Required work: Only the text belongs in the copy. Transcribe the data exactly and drop any pictures.

━━ Dataset records

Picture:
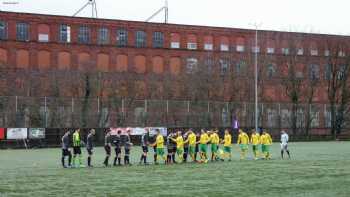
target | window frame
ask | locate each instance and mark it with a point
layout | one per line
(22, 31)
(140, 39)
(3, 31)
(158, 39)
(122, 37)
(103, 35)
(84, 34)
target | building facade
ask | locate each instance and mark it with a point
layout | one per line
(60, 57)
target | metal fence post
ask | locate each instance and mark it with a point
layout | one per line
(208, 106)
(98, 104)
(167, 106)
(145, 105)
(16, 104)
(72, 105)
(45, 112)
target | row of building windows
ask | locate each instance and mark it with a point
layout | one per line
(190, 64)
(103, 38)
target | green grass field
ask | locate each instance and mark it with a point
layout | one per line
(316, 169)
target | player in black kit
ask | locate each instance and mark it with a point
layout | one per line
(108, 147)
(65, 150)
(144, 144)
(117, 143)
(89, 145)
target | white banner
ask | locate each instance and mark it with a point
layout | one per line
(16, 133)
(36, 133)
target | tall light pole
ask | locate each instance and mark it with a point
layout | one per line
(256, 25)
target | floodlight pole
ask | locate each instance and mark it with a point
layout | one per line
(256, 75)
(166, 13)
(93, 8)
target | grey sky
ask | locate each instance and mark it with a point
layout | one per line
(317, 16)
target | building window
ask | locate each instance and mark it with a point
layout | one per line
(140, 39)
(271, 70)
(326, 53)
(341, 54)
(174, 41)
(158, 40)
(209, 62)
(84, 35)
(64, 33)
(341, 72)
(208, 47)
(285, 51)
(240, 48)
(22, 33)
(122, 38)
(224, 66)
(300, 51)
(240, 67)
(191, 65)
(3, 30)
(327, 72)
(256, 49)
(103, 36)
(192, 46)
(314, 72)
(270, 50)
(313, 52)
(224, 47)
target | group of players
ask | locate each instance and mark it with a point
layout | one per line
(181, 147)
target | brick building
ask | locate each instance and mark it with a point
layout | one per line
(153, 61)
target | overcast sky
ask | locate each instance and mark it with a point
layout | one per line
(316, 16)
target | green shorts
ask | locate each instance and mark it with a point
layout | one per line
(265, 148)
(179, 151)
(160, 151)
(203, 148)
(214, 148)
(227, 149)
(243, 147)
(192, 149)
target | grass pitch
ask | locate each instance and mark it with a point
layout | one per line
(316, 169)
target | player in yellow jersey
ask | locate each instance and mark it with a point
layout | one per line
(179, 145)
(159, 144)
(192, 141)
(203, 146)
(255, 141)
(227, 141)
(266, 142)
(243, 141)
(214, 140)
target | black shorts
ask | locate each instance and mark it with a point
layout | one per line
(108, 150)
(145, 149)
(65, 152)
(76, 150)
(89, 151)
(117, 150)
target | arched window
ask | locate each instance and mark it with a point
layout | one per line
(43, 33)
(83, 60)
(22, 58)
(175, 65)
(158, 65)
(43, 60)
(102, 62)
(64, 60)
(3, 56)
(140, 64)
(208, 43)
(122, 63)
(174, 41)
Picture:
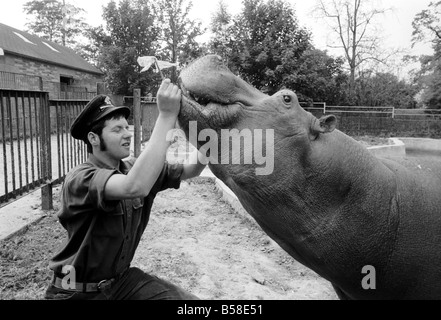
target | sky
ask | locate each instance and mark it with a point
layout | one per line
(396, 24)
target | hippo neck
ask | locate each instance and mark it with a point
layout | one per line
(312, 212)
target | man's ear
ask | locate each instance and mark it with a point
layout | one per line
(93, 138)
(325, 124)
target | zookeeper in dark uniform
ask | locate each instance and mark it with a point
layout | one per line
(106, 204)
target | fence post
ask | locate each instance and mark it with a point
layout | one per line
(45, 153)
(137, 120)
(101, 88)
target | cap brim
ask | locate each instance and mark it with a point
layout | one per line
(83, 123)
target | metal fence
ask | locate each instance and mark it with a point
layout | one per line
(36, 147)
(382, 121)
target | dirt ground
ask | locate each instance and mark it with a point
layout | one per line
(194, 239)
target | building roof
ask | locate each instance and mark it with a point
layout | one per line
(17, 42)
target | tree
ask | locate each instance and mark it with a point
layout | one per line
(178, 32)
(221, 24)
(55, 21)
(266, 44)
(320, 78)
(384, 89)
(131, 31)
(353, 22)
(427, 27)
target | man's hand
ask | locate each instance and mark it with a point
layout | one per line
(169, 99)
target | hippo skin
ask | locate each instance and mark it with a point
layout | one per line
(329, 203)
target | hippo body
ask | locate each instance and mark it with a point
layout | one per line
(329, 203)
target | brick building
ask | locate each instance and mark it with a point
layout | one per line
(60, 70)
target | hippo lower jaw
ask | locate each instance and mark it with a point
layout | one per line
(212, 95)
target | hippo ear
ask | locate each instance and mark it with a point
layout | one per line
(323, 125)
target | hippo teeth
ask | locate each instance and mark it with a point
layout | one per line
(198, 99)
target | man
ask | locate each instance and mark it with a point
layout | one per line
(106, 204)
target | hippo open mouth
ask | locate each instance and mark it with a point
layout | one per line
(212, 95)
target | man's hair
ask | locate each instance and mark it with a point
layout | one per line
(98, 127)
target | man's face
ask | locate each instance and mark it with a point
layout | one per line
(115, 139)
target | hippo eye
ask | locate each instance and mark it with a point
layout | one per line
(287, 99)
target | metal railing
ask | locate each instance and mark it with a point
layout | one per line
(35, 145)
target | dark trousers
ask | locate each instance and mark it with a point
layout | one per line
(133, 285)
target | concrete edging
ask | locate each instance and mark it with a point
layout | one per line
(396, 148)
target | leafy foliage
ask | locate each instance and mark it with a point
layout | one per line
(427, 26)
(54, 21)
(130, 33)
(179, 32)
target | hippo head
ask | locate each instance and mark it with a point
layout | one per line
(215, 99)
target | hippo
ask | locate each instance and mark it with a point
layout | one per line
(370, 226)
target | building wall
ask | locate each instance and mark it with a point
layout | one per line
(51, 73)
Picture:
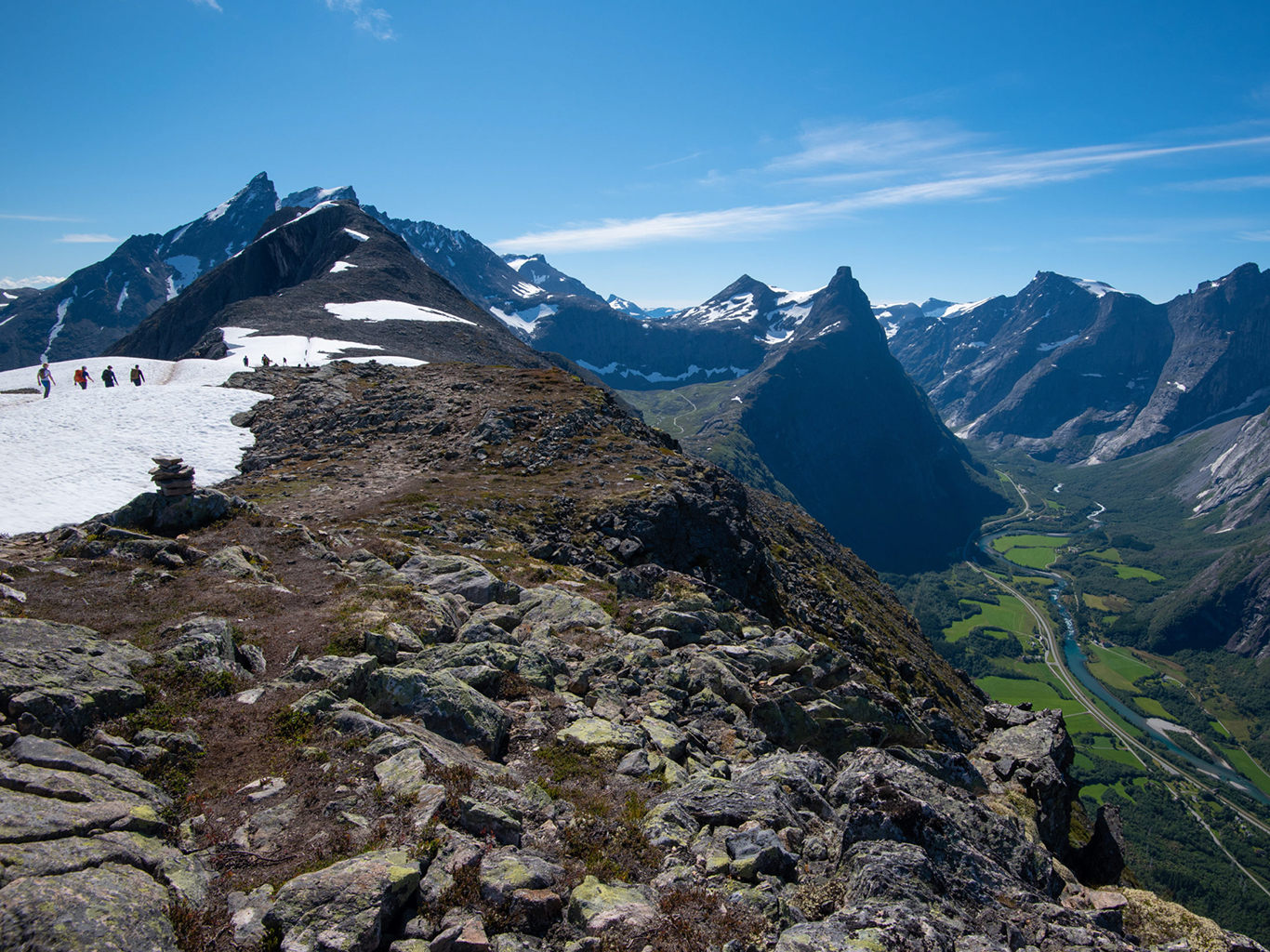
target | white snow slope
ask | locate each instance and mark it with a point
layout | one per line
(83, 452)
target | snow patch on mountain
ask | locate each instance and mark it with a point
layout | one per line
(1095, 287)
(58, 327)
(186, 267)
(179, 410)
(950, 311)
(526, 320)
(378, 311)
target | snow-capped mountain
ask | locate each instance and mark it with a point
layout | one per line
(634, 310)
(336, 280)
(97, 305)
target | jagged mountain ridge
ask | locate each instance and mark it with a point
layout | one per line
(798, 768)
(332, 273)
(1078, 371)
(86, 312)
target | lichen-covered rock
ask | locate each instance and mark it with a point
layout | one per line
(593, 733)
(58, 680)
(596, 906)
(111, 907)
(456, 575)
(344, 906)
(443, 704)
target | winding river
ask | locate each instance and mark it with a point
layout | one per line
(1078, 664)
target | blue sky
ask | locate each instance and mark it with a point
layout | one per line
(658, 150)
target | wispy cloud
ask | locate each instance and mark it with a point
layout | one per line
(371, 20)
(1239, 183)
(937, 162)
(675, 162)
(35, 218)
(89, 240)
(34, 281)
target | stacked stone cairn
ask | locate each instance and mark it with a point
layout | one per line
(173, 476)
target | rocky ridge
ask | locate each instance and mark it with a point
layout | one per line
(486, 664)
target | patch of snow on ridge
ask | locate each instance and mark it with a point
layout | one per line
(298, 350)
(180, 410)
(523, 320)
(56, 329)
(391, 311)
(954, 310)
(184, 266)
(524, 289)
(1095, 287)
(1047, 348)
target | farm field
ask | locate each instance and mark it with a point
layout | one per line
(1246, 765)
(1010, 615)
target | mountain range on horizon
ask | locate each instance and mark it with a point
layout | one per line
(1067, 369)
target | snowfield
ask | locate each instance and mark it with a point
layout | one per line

━━━━

Answer section:
Picture:
target | window frame
ask | locate each instance and mark it with a point
layout | one per line
(22, 31)
(140, 39)
(3, 31)
(158, 39)
(122, 37)
(103, 35)
(84, 34)
target | building facade
ask | locate each instance and mark it with a point
layout | one per line
(60, 57)
target | metal fence post
ask | locate each instance and mark it with a point
layout | one per line
(208, 106)
(98, 104)
(167, 106)
(145, 105)
(16, 104)
(72, 105)
(45, 112)
target | row of building windows
ask | locate each instance and mark it with a point
layout | one per line
(190, 64)
(103, 38)
target | green grass field
ask | locate each instance and mark it with a point
layout | one per line
(316, 169)
target | player in black kit
ask | locate each instance and mark it with a point
layout | one per line
(108, 147)
(65, 150)
(144, 144)
(117, 143)
(89, 145)
target | white banner
ask | locate each instance and mark it with a point
layout | one per line
(16, 133)
(36, 133)
target | tall light pole
ask | locate each instance and mark it with a point
layout | one per line
(256, 25)
target | floodlight pole
ask | locate each instance and mark it with a point
layout | one per line
(256, 75)
(166, 13)
(93, 8)
target | grey sky
ask | locate each instance and mark it with a point
layout | one per line
(317, 16)
target | building window
ask | locate each instance and mark it with a point
layout | one per line
(140, 39)
(271, 70)
(326, 53)
(341, 54)
(174, 41)
(158, 40)
(209, 62)
(84, 35)
(64, 33)
(341, 72)
(208, 47)
(285, 51)
(240, 48)
(22, 33)
(122, 38)
(224, 66)
(300, 51)
(240, 67)
(191, 65)
(3, 30)
(327, 72)
(256, 49)
(103, 36)
(192, 46)
(314, 72)
(270, 50)
(313, 52)
(224, 47)
target | group of players
ask | locate each instance and mark it with a point
layout | one per line
(181, 147)
target | brick building
ask | locate each instance and mark it with a point
layout | one per line
(153, 61)
target | overcast sky
ask | locate each instance and mark it with a point
layout | one per line
(316, 16)
target | green shorts
ask | locate each instance and mark it with a point
layout | one per line
(265, 148)
(179, 151)
(160, 151)
(203, 148)
(214, 148)
(227, 149)
(243, 147)
(192, 149)
target | grass pitch
ask | locate each instance and mark it with a point
layout | one per line
(316, 169)
target | player in yellow jersey
ask | locate each instance and mark it with a point
layout | one per line
(179, 145)
(159, 144)
(192, 141)
(203, 146)
(255, 141)
(227, 141)
(266, 142)
(243, 141)
(214, 140)
target | black shorts
ask | locate each instance and mark it with a point
layout | one per line
(108, 150)
(145, 149)
(65, 152)
(76, 150)
(89, 151)
(117, 150)
target | arched window
ask | locate each instance and mark it with a point
layout | one per line
(43, 33)
(83, 60)
(22, 58)
(175, 65)
(158, 65)
(43, 60)
(102, 62)
(64, 60)
(3, 56)
(140, 64)
(208, 43)
(122, 63)
(174, 41)
Picture:
target | sky
ask | locate each instance and mark it with a point
layout | one per line
(396, 24)
target | hippo neck
ask | locate each instance and mark it with a point
layout | one per line
(312, 212)
target | man's ear
ask | locate each instance and mark it with a point
layout | one per line
(93, 138)
(325, 124)
target | zookeeper in dark uniform
ask | locate each instance and mark it with a point
layout | one per line
(106, 204)
target | fence post
ask | locate each instance and mark it with a point
layout | one per line
(45, 153)
(137, 120)
(101, 88)
target | cap brim
ask | locate each instance and mark it with a point
layout | one per line
(83, 123)
target | metal fence
ask | locate each instance and mark it with a point
layout | one per line
(36, 147)
(382, 121)
target | dirt ground
ask | locate each instance and mark it with a point
layout | one per line
(194, 239)
target | building roof
ask | locate each instance and mark it with a point
layout | one per line
(17, 42)
target | tree
ask | locate each instance and mark it with a point
layout | one per line
(178, 32)
(221, 24)
(55, 21)
(266, 44)
(320, 78)
(384, 89)
(131, 31)
(353, 22)
(427, 27)
target | man's hand
ask | locate each instance and mark it with a point
layout | one per line
(169, 99)
target | hippo skin
ask | locate each instance and mark it with a point
layout | one per line
(329, 203)
target | hippo body
ask | locate each instance and mark it with a point
layout | one per line
(329, 203)
target | brick building
ask | locate each instance and mark it with a point
layout | one per line
(60, 70)
target | hippo lower jaw
ask | locate each instance and mark it with a point
layout | one per line
(212, 95)
target | hippo ear
ask | locate each instance and mark it with a point
layout | one per line
(323, 125)
target | hippo teeth
ask | locate each instance and mark it with a point
layout | one per line
(198, 99)
target | man
ask | locate each instance and mark it with a point
layout | one per line
(106, 204)
target | hippo open mouth
ask | locate each instance and mark it with a point
layout | one per line
(212, 95)
target | man's hair
ask | locate each instance and mark it with a point
layout | one per line
(98, 127)
target | man's face
ask | locate each instance and mark it with a point
layout | one per line
(115, 139)
target | hippo eye
ask | locate each instance and mark it with a point
layout | one per line
(287, 99)
target | metal railing
ask | locate each instance and mark it with a point
layout | one per line
(35, 145)
target | dark trousers
ask | locate each instance and mark it with a point
layout | one per line
(133, 285)
target | concrete edging
ask | locate each instance and mark it with a point
layout | one per line
(396, 148)
target | leafy foliage
ask | locate each instance and mark it with a point
layout | one per line
(427, 26)
(54, 21)
(130, 33)
(179, 32)
target | hippo head
ask | locate each instance and mark it with a point
layout | one per line
(215, 99)
target | hippo
ask | locate each instance and mark it with a point
layout | one per line
(370, 226)
target | building wall
ask | locate each instance and mark it with a point
layout | one per line
(51, 73)
Picture:
target | white snow slope
ask | locate each instance and mark it with a point
layout | one per line
(83, 452)
target | snow patch on mountain
ask | locate each instance and mark it with a point
layout | one per line
(1095, 287)
(58, 327)
(186, 267)
(179, 410)
(950, 311)
(526, 320)
(378, 311)
target | snow-capped mountain
ask | locate each instance and mark it with a point
layout | one per line
(634, 310)
(336, 280)
(97, 305)
target | jagged mountain ridge
ask | locate each instance and mark it with a point
layout | one per line
(798, 768)
(332, 273)
(1078, 371)
(86, 312)
target | lichen-covered rock
ask | locate each instance and mark it with a point
layout | one per line
(593, 733)
(58, 680)
(596, 906)
(111, 907)
(456, 575)
(344, 906)
(443, 704)
target | winding river
ask | locate each instance and mark it with a point
layout | one per line
(1078, 664)
target | blue sky
ask | locate each instance and mark it with a point
layout | one per line
(658, 150)
target | wispy cloud
ask | locate each instance and mark it with a point
layout | one per line
(371, 20)
(1239, 183)
(937, 162)
(675, 162)
(35, 218)
(89, 240)
(34, 281)
target | stacked stone cairn
ask | locate each instance and mark it with a point
layout | one per line
(173, 476)
target | rocky ridge
ask | locate each instance and mark it with a point
layout | one per line
(486, 664)
target | patch of snow on ridge
ask | locate each instance and mark it with a point
layout | one per line
(298, 350)
(180, 410)
(523, 320)
(56, 329)
(391, 311)
(954, 310)
(184, 266)
(524, 289)
(1095, 287)
(1047, 348)
target | farm field
ask | locate each instance and mark it with a point
layout | one per line
(1246, 765)
(1010, 615)
target | mountain range on horizon
ask | locate each instance and mark it with a point
layout | one per line
(1067, 369)
target | snowfield
ask | locate each instance and mark it with a point
layout | one per line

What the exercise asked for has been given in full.